* **PAGE EXTRACT**
□ □ □ □ □

Protests broke out on the streets of Washington D.C. yesterday after video of a local Black college student being beaten by the cops went viral.
Jason Goolsby, an 18-year-old freshman at the University of the District of Columbia (UDC), was contemplating whether to withdraw money from a Citibank ATM on Monday evening when he stopped to open the door for a woman passing by with her child in a stroller. Only moments later, police officers drove towards Goolsby and his two friends as they were leaving the bank.
Goolsby started to run when he was almost hit by one of the cop cars. Eventually, two White officers captured Goolsby and brutally twisted and pinned the teen’s arms behind his back as he screamed in pain. Officers commanded Goolsby to “stop resisting” although he was stuck to the ground and complying with being taken into custody.
“They never read me my rights after they handcuffed me,” Goolsby said while speaking with the Washington Post. “They never apologized.”
One of Goolsby’s friends witnessed the police’s excessive force and videotaped the incident, repeatedly telling the officers “He didn’t do anything.” Goolsby’s friend was restrained during the incident as well, and later shared his video of Goolsby being detained on Twitter under the handle @. As a result, sympathizers have been using the hashtag #justiceforjason to raise awareness for Goolsby’s story.

□ □ □ □ □

* **EXERCISES TO COMPLETE**
**1.** List every organization or company named in the article about Jason Goolsby's arrest.
**2.** Carry the article about Jason Goolsby's arrest forward from its final sentence.

□ □ □ □ □

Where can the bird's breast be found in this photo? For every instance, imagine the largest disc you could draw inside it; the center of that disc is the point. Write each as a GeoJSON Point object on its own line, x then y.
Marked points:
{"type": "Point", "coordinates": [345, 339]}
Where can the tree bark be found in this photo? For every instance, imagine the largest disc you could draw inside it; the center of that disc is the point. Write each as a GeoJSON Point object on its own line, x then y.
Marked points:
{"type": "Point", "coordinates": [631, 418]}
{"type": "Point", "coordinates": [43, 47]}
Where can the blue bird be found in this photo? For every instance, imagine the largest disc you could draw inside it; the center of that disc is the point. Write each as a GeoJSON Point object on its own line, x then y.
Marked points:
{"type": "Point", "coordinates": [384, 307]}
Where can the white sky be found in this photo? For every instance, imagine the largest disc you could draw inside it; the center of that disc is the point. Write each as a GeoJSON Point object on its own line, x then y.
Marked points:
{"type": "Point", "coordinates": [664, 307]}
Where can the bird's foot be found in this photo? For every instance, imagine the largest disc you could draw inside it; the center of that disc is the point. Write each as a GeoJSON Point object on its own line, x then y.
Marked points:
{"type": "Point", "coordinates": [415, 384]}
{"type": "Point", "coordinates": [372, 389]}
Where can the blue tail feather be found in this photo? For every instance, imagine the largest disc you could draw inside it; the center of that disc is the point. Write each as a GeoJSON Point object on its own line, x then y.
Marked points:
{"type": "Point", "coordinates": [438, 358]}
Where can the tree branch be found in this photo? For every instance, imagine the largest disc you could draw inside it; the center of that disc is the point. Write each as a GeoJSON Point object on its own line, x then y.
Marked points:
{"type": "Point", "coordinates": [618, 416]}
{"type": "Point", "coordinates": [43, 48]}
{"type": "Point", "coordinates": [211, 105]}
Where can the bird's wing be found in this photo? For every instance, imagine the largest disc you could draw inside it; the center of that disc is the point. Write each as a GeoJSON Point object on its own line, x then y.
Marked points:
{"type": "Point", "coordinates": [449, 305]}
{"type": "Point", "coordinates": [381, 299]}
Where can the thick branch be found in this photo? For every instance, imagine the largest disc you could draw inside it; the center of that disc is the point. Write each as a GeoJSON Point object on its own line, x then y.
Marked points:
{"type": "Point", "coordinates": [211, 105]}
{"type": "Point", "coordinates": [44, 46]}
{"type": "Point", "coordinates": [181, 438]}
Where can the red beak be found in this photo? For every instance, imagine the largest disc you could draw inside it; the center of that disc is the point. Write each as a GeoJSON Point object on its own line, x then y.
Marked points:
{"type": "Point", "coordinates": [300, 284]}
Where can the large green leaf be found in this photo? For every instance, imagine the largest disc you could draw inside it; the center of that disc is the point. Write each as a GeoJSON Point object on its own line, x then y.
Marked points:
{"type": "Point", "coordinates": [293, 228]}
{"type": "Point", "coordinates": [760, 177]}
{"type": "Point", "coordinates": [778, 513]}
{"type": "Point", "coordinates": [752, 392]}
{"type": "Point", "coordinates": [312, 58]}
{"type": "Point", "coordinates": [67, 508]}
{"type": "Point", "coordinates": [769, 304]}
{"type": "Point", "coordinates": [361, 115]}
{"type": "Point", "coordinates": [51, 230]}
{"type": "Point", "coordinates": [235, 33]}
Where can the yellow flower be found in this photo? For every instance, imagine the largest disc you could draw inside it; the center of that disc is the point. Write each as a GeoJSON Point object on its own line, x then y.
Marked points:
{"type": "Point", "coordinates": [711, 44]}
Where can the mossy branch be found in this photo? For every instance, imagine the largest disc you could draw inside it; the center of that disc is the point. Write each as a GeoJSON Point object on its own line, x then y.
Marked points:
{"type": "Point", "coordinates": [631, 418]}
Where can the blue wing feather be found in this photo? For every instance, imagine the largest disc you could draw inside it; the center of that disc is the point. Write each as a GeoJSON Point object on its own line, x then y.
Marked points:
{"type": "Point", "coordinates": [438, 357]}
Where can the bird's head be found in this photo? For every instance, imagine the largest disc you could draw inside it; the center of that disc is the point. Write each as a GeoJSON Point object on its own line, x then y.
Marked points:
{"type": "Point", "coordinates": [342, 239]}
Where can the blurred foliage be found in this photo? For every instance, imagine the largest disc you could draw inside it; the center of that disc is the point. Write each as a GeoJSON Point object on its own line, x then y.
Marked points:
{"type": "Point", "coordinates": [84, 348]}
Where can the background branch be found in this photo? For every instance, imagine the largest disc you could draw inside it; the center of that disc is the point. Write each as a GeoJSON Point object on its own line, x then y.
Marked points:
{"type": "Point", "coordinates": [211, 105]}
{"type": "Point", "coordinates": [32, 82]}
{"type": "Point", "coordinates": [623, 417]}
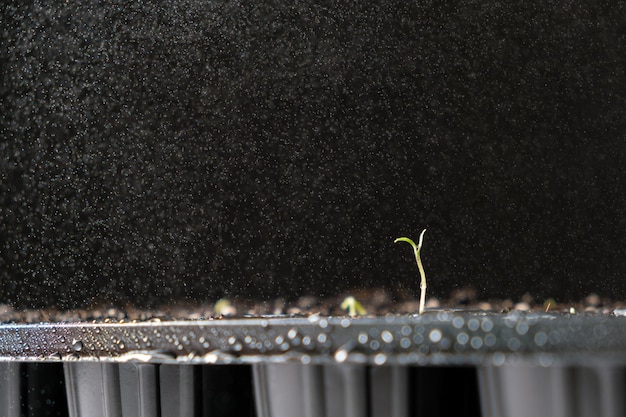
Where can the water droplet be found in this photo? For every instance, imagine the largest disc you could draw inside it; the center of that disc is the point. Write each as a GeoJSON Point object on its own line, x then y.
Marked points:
{"type": "Point", "coordinates": [380, 359]}
{"type": "Point", "coordinates": [386, 336]}
{"type": "Point", "coordinates": [514, 343]}
{"type": "Point", "coordinates": [521, 328]}
{"type": "Point", "coordinates": [462, 338]}
{"type": "Point", "coordinates": [473, 324]}
{"type": "Point", "coordinates": [77, 345]}
{"type": "Point", "coordinates": [341, 355]}
{"type": "Point", "coordinates": [476, 342]}
{"type": "Point", "coordinates": [458, 322]}
{"type": "Point", "coordinates": [435, 335]}
{"type": "Point", "coordinates": [541, 338]}
{"type": "Point", "coordinates": [487, 325]}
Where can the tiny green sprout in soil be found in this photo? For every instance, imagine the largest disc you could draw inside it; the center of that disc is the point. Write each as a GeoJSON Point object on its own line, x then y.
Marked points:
{"type": "Point", "coordinates": [353, 306]}
{"type": "Point", "coordinates": [416, 250]}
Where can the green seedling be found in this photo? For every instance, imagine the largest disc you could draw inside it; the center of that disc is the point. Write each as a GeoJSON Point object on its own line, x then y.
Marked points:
{"type": "Point", "coordinates": [353, 306]}
{"type": "Point", "coordinates": [416, 249]}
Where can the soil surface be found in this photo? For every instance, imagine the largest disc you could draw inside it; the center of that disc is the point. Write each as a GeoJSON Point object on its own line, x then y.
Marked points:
{"type": "Point", "coordinates": [377, 302]}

□ □ □ □ □

* **SOLVED PROBLEMS**
**1.** University of the District of Columbia (UDC), Citibank, the Washington Post, Twitter

**2.**
Goolsby said one of the officers explained to him that the woman (also White) who he encountered at the Citibank location had called the police. She claimed that he made her “uncomfortable” and that he may have been trying to rob ATM users. Ultimately, neither Goolsby nor his friend that taped the incident were arrested. Goolsby said he was angry at the officers and the women for racial profiling him.
“This whole thing is making my head spin,” Goolsby said.
In the corresponding police report, there is no mention of force used against Goolsby and his friend. However, it does state that the police “determined no crime was committed.” Goolsby and the woman at the bank never spoke to each other when they crossed paths at the bank.
Goolsby grew up in D.C. and is a freshman studying music at UDC. He also works as a model, and was deciding on whether he needed to take out money from the ATM after one of his studio sessions was cancelled. A protestor and former teacher of Goolsby, Erika Totten, remarked that he was “one of the sweetest kids I’ve had the honor of teaching.” Totten went on to say that blackness signifies an “automatic threat” in today’s world and that it further driven by America’s justice system.
Following immense criticism from Black Lives Matter activists and social media users, a D.C. police spokesman, Lt. Sean Conboy, said the department is “reviewing the circumstances surrounding the stop to ensure that policies and procedures were followed.”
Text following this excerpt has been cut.